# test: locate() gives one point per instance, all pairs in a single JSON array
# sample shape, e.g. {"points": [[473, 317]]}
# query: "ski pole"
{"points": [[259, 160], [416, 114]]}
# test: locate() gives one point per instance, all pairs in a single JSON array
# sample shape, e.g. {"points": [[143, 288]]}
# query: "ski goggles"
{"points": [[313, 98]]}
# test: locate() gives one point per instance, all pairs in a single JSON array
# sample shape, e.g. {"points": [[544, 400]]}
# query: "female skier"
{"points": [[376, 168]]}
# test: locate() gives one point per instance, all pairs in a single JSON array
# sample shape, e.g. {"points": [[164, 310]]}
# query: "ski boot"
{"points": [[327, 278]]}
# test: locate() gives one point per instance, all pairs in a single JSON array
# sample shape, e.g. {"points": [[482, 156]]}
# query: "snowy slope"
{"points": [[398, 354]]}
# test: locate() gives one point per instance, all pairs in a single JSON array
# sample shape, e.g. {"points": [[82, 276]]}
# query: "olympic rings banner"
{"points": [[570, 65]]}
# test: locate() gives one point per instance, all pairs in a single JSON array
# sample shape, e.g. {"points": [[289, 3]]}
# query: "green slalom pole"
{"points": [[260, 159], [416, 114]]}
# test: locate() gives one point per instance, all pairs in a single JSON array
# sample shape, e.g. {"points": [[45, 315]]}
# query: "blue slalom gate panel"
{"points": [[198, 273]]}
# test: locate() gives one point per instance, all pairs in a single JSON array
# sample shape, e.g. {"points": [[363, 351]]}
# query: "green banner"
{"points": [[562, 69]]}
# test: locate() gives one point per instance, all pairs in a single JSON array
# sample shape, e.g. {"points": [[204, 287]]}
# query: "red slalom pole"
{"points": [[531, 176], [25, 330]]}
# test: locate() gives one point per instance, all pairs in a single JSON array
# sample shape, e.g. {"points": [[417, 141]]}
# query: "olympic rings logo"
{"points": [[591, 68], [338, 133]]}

==

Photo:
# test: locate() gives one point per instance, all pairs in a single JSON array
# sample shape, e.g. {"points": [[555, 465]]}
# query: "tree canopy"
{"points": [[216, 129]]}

==

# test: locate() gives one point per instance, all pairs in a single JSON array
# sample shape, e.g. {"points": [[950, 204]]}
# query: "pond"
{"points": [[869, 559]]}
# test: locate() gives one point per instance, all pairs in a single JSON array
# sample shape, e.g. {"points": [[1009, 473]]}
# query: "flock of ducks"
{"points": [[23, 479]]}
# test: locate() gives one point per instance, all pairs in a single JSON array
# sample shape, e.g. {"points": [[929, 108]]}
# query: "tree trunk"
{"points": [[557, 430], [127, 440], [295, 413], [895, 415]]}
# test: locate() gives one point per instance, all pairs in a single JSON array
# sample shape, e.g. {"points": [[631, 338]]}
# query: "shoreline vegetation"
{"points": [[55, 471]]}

● **Requirement**
Gather every line of the material above that contains the string "pole", counting only matches with the same capitalization.

● **Finished answer**
# query: "ski pole"
# query: "green slalom pole"
# query: "red slalom pole"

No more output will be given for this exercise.